Referring to fig. 1 and 2, the multi-station laser cutting apparatus of the present embodiment includes a frame 1, where the frame 1 is used to provide an integral support base for the multi-station laser cutting apparatus of the present embodiment, and a plurality of laser cutting operation stations for performing laser cutting operation on a workpiece are arranged on the frame 1; in practice, each laser cutting operation station can independently operate so as to adapt to batch cutting operation of tubular workpieces or strip-shaped workpieces, and improve the operation efficiency.

Referring to fig. 1-5, the multi-station laser cutting apparatus of the present embodiment further includes a feeding mechanism 2, a laser cutting mechanism 3, and a laser cutting positioning mechanism 4; the frame 1 is sequentially provided with a feeding workbench area 101 and a cutting area 102 along the feeding direction of the workpiece, the feeding workbench area 101 is used for completing feeding operation, and the cutting area 102 is used for completing cutting operation.

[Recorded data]
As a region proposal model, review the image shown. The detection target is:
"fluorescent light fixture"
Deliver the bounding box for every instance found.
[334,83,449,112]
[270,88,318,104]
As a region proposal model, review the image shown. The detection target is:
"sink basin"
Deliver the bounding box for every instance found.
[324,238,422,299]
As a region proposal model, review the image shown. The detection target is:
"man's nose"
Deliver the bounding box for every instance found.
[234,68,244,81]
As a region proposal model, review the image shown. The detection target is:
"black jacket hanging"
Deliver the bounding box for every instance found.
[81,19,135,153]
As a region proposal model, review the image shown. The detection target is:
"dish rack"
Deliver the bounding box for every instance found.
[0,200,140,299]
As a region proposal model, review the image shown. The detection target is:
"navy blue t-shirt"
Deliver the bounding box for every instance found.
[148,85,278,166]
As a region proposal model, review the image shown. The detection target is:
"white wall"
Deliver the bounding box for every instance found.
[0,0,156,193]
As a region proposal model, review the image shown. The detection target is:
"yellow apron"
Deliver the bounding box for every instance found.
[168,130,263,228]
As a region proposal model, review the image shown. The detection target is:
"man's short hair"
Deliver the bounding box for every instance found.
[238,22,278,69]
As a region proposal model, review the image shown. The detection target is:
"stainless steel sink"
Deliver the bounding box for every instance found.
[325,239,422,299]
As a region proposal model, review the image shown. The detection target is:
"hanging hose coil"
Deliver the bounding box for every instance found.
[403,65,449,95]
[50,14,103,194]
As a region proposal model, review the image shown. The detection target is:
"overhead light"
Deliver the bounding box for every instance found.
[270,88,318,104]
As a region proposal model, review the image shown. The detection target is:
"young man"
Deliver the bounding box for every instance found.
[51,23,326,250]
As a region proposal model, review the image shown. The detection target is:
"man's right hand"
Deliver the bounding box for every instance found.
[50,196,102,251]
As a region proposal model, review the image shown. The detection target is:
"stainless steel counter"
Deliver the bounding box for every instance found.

| CHALLENGES |
A. Repeat the stretch of the laser cutting passage from "Referring to fig. 1-5, the" through "completing cutting operation.".
B. In the laser cutting passage, which two areas are set on frame 1 along the feeding direction of the workpiece?

| SOLUTIONS BELOW |
A.
Referring to fig. 1-5, the multi-station laser cutting apparatus of the present embodiment further includes a feeding mechanism 2, a laser cutting mechanism 3, and a laser cutting positioning mechanism 4; the frame 1 is sequentially provided with a feeding workbench area 101 and a cutting area 102 along the feeding direction of the workpiece, the feeding workbench area 101 is used for completing feeding operation, and the cutting area 102 is used for completing cutting operation.

B. A feeding workbench area 101 and a cutting area 102.